[A sequence of records]

++++++++

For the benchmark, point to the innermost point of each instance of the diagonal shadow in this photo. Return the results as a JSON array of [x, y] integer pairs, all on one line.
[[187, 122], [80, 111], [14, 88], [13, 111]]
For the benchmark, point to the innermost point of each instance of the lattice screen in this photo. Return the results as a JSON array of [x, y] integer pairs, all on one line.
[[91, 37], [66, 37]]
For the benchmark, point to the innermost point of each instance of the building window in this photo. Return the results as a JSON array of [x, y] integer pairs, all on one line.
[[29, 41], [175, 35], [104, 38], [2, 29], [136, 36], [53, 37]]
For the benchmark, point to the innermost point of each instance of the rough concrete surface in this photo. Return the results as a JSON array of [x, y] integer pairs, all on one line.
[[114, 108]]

++++++++

__Stated problem__
Arrange the entries above as a two-column CSV with the headers instruction and coordinates, one row per entry. Put each value in a single quoted field, with line breaks replaced by spaces.

__Answer to the exercise__
instruction,coordinates
"For the benchmark, point to the innermost point of each instance of the diagonal shadow in this photo. Return the results as a JSON array of [x, y] integer pairs, all on one line.","[[187, 122], [80, 111], [14, 88], [13, 111]]"
"For the benchmark, point to the innermost point of each instance of the lattice screen in this photo. Return the results as a JSON array of [x, y] integer pairs, all on one line.","[[91, 37], [66, 37]]"
"For the benchmark, point to the innermost point of each instance of the building window in this photo. Return the results as a JSON array of [x, y] integer pairs, all on one line.","[[29, 41], [175, 35], [104, 38], [2, 29], [136, 36], [53, 37]]"
"For the benchmark, point to the innermost point of each instance of the rough concrete surface in this photo. Return the results as a JSON array of [x, y] integer pairs, all on one line.","[[114, 108]]"